---------- SOURCE EXTRACT

NEW BONDS: AGE MATTERS LESS AND LESS

Ashok Silwal

Perhaps our society is still bound by strong traditions that maintain officially well-defined structures; so, the following “speech” will seem out of place.

In recent time, however, I have read many interesting analysis and reflections about these new ties, new friendships, new understandings between two people of different generations. I found it to be an element of unusual approach about the society. For this, I like to share it, although today it probably concerns more western societies than ours.

“I chose an elderly woman for a friend…” ..said a young American writer, Mackenzie, 31 years old, during an informative interview about changes in American society.

Annie, her friend, is 84 years old.

Together they create, they produce and above all have fun.

Annie is the daughter of the “silent” times; Mackenzie belongs to the digital age. Between their dates of birth, there are two generations but they share the same interests and points of view. They have a strong bond of understanding, protection, reciprocity.

--------------------

→ **COMPLETE THE FOLLOWING**:
A: Reproduce verbatim the passage of the essay on friendships across generations from "Ashok Silwal" up to and including "all have fun.".
B: Recast the rows as a numbered list, from the line with "any white cleat?" up to and including the last line of the rows, leaving out any blank lines.

---------- STORED DATA

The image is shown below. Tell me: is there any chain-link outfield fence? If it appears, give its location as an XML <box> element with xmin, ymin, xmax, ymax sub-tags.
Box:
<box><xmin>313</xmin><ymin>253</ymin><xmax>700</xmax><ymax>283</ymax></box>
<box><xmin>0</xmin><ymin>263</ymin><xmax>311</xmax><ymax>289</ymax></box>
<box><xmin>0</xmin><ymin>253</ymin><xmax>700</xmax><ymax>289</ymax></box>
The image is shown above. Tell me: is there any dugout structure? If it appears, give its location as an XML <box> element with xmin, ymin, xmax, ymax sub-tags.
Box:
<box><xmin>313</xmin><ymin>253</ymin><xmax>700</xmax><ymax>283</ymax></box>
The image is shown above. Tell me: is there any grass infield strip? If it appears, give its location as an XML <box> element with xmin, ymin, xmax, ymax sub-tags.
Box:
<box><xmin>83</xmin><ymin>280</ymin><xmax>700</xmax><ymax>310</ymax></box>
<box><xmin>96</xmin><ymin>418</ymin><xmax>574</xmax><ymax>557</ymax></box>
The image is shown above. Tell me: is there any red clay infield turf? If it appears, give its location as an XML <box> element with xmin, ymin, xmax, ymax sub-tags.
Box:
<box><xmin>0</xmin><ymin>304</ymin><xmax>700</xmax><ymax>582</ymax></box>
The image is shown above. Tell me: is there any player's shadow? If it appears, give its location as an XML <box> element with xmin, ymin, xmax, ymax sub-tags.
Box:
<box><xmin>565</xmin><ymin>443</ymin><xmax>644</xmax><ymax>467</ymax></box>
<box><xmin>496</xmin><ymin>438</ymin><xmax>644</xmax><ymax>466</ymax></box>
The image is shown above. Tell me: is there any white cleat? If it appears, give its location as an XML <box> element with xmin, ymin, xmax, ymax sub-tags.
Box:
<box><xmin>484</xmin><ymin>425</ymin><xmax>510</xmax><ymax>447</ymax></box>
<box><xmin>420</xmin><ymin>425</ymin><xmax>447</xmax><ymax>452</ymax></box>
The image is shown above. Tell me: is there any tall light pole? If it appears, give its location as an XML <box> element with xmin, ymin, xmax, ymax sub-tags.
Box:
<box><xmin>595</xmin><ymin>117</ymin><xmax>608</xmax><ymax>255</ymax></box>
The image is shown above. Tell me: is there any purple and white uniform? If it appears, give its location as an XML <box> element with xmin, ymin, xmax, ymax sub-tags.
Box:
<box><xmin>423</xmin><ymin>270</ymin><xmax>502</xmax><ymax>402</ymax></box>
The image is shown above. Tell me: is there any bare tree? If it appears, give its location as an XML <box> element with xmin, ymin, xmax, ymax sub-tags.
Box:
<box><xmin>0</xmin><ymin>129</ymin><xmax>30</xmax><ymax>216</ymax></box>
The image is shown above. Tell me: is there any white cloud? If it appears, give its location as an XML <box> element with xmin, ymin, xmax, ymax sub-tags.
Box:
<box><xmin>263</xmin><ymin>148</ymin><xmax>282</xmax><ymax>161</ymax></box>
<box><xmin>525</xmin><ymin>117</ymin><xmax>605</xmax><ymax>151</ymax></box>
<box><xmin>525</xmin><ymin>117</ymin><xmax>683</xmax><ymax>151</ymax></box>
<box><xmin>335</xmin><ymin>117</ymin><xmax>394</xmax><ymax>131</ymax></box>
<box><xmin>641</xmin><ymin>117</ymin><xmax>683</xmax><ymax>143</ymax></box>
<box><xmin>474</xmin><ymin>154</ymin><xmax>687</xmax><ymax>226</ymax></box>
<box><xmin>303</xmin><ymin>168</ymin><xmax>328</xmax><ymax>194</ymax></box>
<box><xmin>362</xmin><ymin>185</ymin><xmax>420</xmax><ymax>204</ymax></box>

--------------------

→ **OUTPUTS FOR THE TASKS**:
A:
Ashok Silwal

Perhaps our society is still bound by strong traditions that maintain officially well-defined structures; so, the following “speech” will seem out of place.

In recent time, however, I have read many interesting analysis and reflections about these new ties, new friendships, new understandings between two people of different generations. I found it to be an element of unusual approach about the society. For this, I like to share it, although today it probably concerns more western societies than ours.

“I chose an elderly woman for a friend…” ..said a young American writer, Mackenzie, 31 years old, during an informative interview about changes in American society.

Annie, her friend, is 84 years old.

Together they create, they produce and above all have fun.

B:
1. The image is shown above. Tell me: is there any white cleat? If it appears, give its location as an XML <box> element with xmin, ymin, xmax, ymax sub-tags.
2. Box:
3. <box><xmin>484</xmin><ymin>425</ymin><xmax>510</xmax><ymax>447</ymax></box>
4. <box><xmin>420</xmin><ymin>425</ymin><xmax>447</xmax><ymax>452</ymax></box>
5. The image is shown above. Tell me: is there any tall light pole? If it appears, give its location as an XML <box> element with xmin, ymin, xmax, ymax sub-tags.
6. Box:
7. <box><xmin>595</xmin><ymin>117</ymin><xmax>608</xmax><ymax>255</ymax></box>
8. The image is shown above. Tell me: is there any purple and white uniform? If it appears, give its location as an XML <box> element with xmin, ymin, xmax, ymax sub-tags.
9. Box:
10. <box><xmin>423</xmin><ymin>270</ymin><xmax>502</xmax><ymax>402</ymax></box>
11. The image is shown above. Tell me: is there any bare tree? If it appears, give its location as an XML <box> element with xmin, ymin, xmax, ymax sub-tags.
12. Box:
13. <box><xmin>0</xmin><ymin>129</ymin><xmax>30</xmax><ymax>216</ymax></box>
14. The image is shown above. Tell me: is there any white cloud? If it appears, give its location as an XML <box> element with xmin, ymin, xmax, ymax sub-tags.
15. Box:
16. <box><xmin>263</xmin><ymin>148</ymin><xmax>282</xmax><ymax>161</ymax></box>
17. <box><xmin>525</xmin><ymin>117</ymin><xmax>605</xmax><ymax>151</ymax></box>
18. <box><xmin>525</xmin><ymin>117</ymin><xmax>683</xmax><ymax>151</ymax></box>
19. <box><xmin>335</xmin><ymin>117</ymin><xmax>394</xmax><ymax>131</ymax></box>
20. <box><xmin>641</xmin><ymin>117</ymin><xmax>683</xmax><ymax>143</ymax></box>
21. <box><xmin>474</xmin><ymin>154</ymin><xmax>687</xmax><ymax>226</ymax></box>
22. <box><xmin>303</xmin><ymin>168</ymin><xmax>328</xmax><ymax>194</ymax></box>
23. <box><xmin>362</xmin><ymin>185</ymin><xmax>420</xmax><ymax>204</ymax></box>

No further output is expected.